AUSGANGSTEXT:
______________________________

Zweierlei dinge! bei einem Bissanzeiger habe ich etwas Papier mit ins Bateriefach gelegt, da Die Batterie etwas wackelte, aber seitdem wahr gan nichts! Wasserdicht sind die Dinger am Land auf jedenfall! nur solltest du halt nicht mit ihnen Baden gehen, sind dafür ja auch keine cs!!!

MfG Jonny


----------



## stefansdl (13. Januar 2010)

*AW: Riba Bissanzeiger....Gut oder schlecht??*

Also ich muß sagen das der Batterieverbrauch extrem niedrig ist...selbst mit dem Nachlichtmodus haben meine mind. 20Tage und Nächte durchgehalten...da ich wiederaufladbare Batterien nehme juckt es mich aber nicht ob nun hoher oder niedriger Stromverbrauch...das klappern im Batteriefach kann ich nicht bestättigen...vielleicht liegt es aber auch an deiner Batterie...die Funkreichweite ist wirklich wahnsinn...sie ist fast zu groß...denn wenn man sich soweit entfernen kann ist der fisch meistens weg wenn man nach dem 300m sprint wieder an der rute ist...es sei den Usain Bolt ist läuft zu den Ruten:q...mir ist die Funke uach schon ins Wasser gefallen...nach einer 20minütigen Trockenzeit war wieder alles in Ordnung...also wie gesagt...mit diesen Bissis macht man nicht verkehrt


----------



## Mezzo (11. April 2010)

*AW: Riba Bissanzeiger....Gut oder schlecht??*

Ich weiss nicht ob deine frage mit den Riba bissanzeigern beantwortet wurde!?!? ..also ich habe die auch bin hellauf begeistern ... dauerregen halten sie stand batterieverbrauch is niedrig...und funk ist zuverlässig...


----------



## CROCarp (22. Mai 2010)

*AW: Riba Bissanzeiger....Gut oder schlecht??*

Schau dir mal die Askons vom Askari an. Auf carp.de ist ein Bericht...top die Teile


----------



## Sxxlflx (29. Mai 2010)

______________________________

AUFGABENSTELLUNG A: Zählen Sie, wie viele Zeilen der Datensätze die Zeichenfolge „statue“ enthalten, wobei Groß- und Kleinschreibung zu beachten ist. Geben Sie ausschließlich die Anzahl an.
Der Ausgangstext und die Datensätze sind voneinander unabhängiges Material.

______________________________

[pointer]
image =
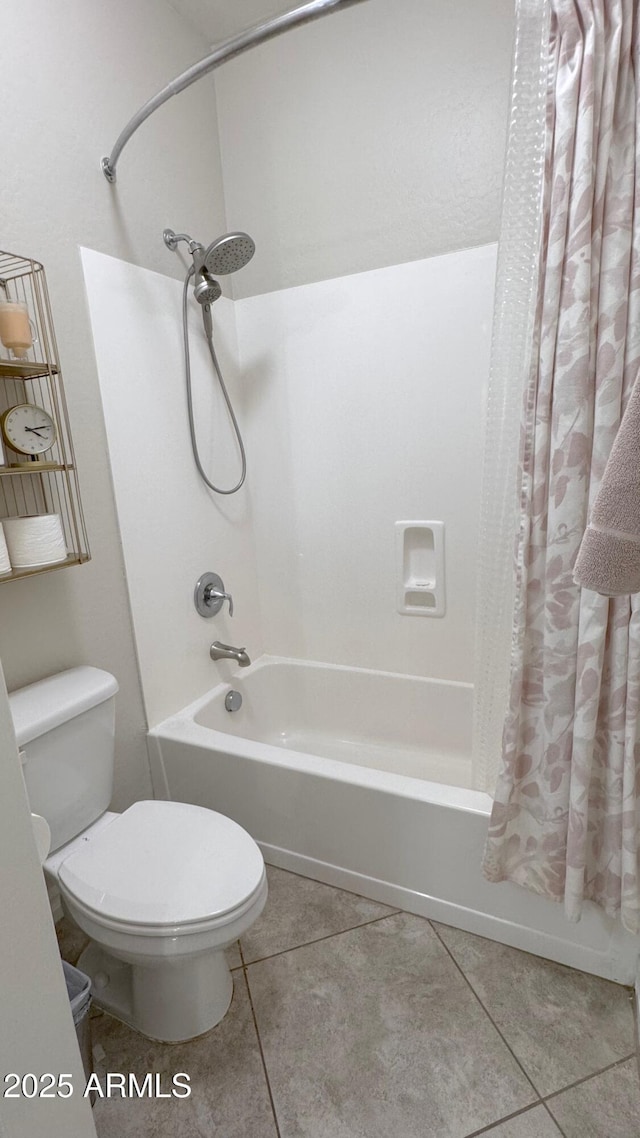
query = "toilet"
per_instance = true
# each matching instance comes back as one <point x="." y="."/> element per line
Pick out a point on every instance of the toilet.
<point x="162" y="889"/>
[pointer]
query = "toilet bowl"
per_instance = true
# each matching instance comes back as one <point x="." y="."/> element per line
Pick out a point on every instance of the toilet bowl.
<point x="161" y="890"/>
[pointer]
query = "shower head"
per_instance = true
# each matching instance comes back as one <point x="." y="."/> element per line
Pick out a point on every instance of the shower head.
<point x="205" y="288"/>
<point x="229" y="253"/>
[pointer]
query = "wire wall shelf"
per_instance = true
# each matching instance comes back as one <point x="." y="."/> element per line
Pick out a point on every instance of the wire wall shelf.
<point x="44" y="483"/>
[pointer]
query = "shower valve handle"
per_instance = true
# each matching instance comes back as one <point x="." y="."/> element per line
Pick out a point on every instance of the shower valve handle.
<point x="210" y="595"/>
<point x="214" y="594"/>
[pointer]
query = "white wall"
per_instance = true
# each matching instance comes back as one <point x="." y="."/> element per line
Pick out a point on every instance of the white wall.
<point x="38" y="1032"/>
<point x="369" y="138"/>
<point x="173" y="528"/>
<point x="366" y="410"/>
<point x="73" y="73"/>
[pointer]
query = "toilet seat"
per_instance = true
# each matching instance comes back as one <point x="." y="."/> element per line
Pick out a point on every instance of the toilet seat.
<point x="165" y="868"/>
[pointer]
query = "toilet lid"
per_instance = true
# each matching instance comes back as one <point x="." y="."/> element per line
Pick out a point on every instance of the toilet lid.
<point x="165" y="864"/>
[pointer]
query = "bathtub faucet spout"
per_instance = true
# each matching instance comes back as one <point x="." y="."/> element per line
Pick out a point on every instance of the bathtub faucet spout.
<point x="219" y="651"/>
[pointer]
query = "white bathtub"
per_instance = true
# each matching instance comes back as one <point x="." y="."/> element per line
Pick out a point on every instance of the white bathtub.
<point x="357" y="778"/>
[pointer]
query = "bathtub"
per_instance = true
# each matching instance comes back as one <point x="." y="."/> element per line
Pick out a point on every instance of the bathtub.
<point x="361" y="780"/>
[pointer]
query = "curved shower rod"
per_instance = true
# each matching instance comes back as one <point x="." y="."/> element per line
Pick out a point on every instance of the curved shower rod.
<point x="227" y="50"/>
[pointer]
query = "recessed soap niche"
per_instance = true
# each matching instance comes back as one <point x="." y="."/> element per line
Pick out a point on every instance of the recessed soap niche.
<point x="419" y="551"/>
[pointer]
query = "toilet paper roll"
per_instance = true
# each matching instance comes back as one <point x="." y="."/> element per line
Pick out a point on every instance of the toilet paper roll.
<point x="34" y="542"/>
<point x="5" y="561"/>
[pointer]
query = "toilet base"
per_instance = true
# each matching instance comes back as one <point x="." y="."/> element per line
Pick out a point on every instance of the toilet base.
<point x="172" y="1000"/>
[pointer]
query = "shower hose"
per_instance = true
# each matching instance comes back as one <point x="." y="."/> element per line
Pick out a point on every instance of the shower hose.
<point x="208" y="335"/>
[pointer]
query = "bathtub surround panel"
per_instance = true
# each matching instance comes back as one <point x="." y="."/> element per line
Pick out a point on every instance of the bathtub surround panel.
<point x="366" y="405"/>
<point x="173" y="529"/>
<point x="360" y="400"/>
<point x="403" y="841"/>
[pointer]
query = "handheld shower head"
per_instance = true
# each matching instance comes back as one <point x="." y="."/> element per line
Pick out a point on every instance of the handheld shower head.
<point x="229" y="253"/>
<point x="205" y="288"/>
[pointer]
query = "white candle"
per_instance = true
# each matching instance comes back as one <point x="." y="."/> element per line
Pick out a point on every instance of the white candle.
<point x="15" y="328"/>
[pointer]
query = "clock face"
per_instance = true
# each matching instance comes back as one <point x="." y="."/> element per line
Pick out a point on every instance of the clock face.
<point x="29" y="429"/>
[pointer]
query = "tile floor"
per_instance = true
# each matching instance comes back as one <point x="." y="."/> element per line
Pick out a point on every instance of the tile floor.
<point x="352" y="1020"/>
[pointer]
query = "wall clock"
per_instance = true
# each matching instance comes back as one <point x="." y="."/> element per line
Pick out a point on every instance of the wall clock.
<point x="27" y="429"/>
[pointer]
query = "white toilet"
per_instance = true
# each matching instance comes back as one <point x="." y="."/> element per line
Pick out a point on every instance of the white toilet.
<point x="162" y="890"/>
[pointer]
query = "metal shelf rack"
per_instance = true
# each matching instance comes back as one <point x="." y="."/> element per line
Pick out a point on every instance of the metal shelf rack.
<point x="48" y="485"/>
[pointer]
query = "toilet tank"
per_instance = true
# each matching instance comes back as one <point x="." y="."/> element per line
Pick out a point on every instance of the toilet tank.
<point x="65" y="727"/>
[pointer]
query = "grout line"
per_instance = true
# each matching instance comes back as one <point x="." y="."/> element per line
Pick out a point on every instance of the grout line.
<point x="468" y="982"/>
<point x="319" y="940"/>
<point x="554" y="1120"/>
<point x="507" y="1118"/>
<point x="542" y="1099"/>
<point x="268" y="1081"/>
<point x="593" y="1074"/>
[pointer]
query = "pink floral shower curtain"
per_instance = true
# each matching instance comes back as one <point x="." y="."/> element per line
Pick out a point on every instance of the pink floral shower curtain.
<point x="566" y="813"/>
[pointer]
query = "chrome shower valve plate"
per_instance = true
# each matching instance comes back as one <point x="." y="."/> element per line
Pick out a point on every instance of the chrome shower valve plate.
<point x="206" y="604"/>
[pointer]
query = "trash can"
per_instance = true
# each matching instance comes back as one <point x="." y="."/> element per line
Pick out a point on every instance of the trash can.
<point x="79" y="991"/>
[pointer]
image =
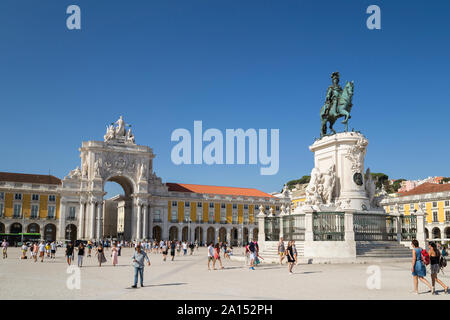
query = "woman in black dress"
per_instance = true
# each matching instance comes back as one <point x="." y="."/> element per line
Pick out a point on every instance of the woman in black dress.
<point x="290" y="256"/>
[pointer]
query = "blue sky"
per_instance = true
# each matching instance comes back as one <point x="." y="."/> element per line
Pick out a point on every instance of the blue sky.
<point x="232" y="64"/>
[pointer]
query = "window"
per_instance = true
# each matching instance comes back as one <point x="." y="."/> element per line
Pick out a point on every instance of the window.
<point x="71" y="212"/>
<point x="435" y="216"/>
<point x="17" y="210"/>
<point x="51" y="211"/>
<point x="234" y="217"/>
<point x="34" y="211"/>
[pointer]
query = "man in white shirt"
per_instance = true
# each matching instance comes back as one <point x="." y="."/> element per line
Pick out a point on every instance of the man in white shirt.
<point x="210" y="254"/>
<point x="42" y="251"/>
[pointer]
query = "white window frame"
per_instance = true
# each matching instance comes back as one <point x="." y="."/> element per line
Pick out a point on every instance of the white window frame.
<point x="37" y="211"/>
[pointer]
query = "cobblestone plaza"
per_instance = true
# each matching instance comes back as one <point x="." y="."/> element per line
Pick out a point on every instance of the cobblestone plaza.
<point x="188" y="278"/>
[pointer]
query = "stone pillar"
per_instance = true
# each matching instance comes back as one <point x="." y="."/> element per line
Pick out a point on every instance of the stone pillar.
<point x="145" y="222"/>
<point x="92" y="219"/>
<point x="421" y="215"/>
<point x="81" y="222"/>
<point x="349" y="235"/>
<point x="62" y="221"/>
<point x="309" y="224"/>
<point x="99" y="233"/>
<point x="139" y="222"/>
<point x="261" y="232"/>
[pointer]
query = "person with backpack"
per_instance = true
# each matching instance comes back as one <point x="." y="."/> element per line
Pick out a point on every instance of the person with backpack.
<point x="436" y="264"/>
<point x="420" y="259"/>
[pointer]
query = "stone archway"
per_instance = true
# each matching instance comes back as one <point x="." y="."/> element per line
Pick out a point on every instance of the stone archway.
<point x="33" y="228"/>
<point x="185" y="234"/>
<point x="245" y="237"/>
<point x="15" y="228"/>
<point x="222" y="235"/>
<point x="210" y="235"/>
<point x="50" y="232"/>
<point x="173" y="233"/>
<point x="447" y="233"/>
<point x="71" y="233"/>
<point x="436" y="233"/>
<point x="157" y="233"/>
<point x="198" y="235"/>
<point x="118" y="159"/>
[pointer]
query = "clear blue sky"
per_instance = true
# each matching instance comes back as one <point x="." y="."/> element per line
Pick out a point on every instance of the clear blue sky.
<point x="232" y="64"/>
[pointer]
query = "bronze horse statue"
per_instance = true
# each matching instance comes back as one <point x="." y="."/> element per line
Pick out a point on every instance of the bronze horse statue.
<point x="343" y="108"/>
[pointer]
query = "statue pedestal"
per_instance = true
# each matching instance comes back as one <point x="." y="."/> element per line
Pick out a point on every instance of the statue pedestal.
<point x="346" y="152"/>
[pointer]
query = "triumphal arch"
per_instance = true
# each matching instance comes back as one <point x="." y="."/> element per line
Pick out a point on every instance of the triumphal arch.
<point x="119" y="159"/>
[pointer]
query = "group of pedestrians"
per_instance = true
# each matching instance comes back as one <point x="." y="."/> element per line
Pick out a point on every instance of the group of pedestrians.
<point x="435" y="257"/>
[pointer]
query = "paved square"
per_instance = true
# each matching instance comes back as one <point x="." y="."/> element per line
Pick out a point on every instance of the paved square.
<point x="188" y="278"/>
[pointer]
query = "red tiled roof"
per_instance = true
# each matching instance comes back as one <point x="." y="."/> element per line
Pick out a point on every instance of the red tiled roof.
<point x="29" y="178"/>
<point x="197" y="188"/>
<point x="426" y="187"/>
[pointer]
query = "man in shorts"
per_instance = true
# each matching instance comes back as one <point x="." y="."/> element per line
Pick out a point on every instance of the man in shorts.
<point x="281" y="250"/>
<point x="210" y="254"/>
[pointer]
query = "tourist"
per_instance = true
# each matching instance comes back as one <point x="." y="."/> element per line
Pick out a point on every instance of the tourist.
<point x="252" y="249"/>
<point x="294" y="248"/>
<point x="290" y="257"/>
<point x="217" y="257"/>
<point x="100" y="255"/>
<point x="69" y="253"/>
<point x="184" y="248"/>
<point x="47" y="249"/>
<point x="114" y="255"/>
<point x="418" y="268"/>
<point x="42" y="251"/>
<point x="210" y="255"/>
<point x="138" y="263"/>
<point x="53" y="250"/>
<point x="281" y="250"/>
<point x="164" y="248"/>
<point x="435" y="266"/>
<point x="178" y="246"/>
<point x="89" y="248"/>
<point x="35" y="251"/>
<point x="80" y="254"/>
<point x="24" y="251"/>
<point x="5" y="249"/>
<point x="173" y="245"/>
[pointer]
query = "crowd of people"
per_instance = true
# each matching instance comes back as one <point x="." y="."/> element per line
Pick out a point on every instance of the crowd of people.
<point x="435" y="256"/>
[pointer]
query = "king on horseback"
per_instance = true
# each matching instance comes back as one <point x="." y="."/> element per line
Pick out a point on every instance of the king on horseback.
<point x="338" y="103"/>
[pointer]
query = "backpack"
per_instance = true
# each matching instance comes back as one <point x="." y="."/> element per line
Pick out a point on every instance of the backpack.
<point x="425" y="257"/>
<point x="442" y="262"/>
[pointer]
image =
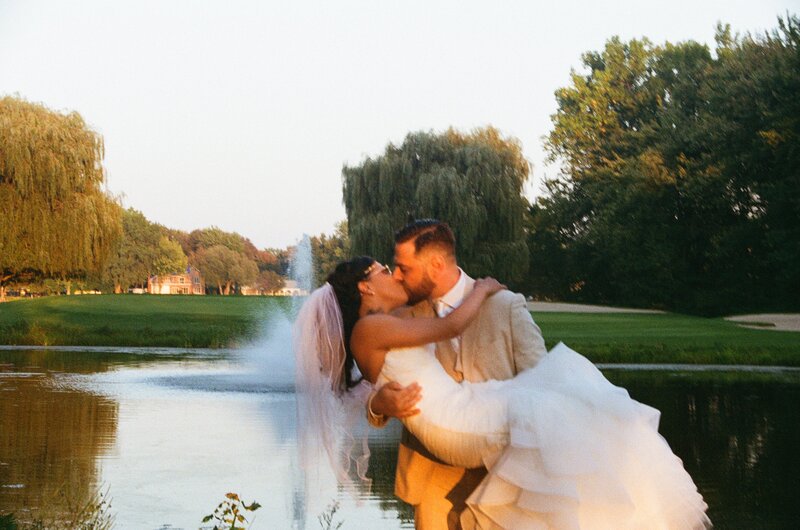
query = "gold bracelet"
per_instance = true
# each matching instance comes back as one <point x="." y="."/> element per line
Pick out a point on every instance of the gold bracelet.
<point x="377" y="420"/>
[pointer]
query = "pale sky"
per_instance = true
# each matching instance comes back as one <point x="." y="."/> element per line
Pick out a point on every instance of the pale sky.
<point x="241" y="114"/>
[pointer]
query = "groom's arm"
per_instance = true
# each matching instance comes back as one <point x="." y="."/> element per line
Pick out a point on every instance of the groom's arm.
<point x="528" y="343"/>
<point x="393" y="400"/>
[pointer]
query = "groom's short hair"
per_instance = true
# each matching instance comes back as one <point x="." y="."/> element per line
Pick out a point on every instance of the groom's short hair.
<point x="428" y="233"/>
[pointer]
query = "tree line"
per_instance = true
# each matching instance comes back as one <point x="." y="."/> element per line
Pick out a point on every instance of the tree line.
<point x="60" y="229"/>
<point x="678" y="187"/>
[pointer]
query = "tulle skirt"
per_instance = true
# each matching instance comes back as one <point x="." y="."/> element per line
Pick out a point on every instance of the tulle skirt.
<point x="565" y="449"/>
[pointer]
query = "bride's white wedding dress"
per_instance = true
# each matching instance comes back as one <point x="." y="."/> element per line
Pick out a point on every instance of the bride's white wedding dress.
<point x="565" y="448"/>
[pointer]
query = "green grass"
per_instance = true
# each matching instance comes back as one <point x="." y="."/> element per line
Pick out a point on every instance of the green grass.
<point x="135" y="320"/>
<point x="668" y="338"/>
<point x="216" y="321"/>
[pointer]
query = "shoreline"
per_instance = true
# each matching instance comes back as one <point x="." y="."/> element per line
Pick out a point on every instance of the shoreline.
<point x="763" y="321"/>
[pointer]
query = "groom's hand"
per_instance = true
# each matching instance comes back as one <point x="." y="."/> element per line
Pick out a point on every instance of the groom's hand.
<point x="397" y="401"/>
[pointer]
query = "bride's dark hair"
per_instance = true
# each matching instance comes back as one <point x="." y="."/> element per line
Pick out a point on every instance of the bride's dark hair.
<point x="344" y="280"/>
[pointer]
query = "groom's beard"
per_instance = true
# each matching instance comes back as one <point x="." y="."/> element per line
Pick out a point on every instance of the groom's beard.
<point x="420" y="292"/>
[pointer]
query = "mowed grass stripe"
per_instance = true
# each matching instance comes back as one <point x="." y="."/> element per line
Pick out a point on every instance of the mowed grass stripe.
<point x="216" y="321"/>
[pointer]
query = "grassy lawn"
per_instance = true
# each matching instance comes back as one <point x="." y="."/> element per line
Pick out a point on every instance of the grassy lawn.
<point x="214" y="321"/>
<point x="668" y="338"/>
<point x="135" y="320"/>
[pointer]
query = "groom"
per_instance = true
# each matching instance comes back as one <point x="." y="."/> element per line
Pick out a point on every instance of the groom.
<point x="501" y="341"/>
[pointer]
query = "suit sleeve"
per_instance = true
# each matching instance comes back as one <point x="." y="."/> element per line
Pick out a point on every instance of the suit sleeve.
<point x="526" y="336"/>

______________________________

AUFGABENSTELLUNG B: Nennen Sie sämtliche Benutzernamen, die im Ausgangstext in den mit „##“ beginnenden Überschriften stehen.

LÖSUNG A: 4

LÖSUNG B:
stefansdl
Mezzo
CROCarp
Sxxlflx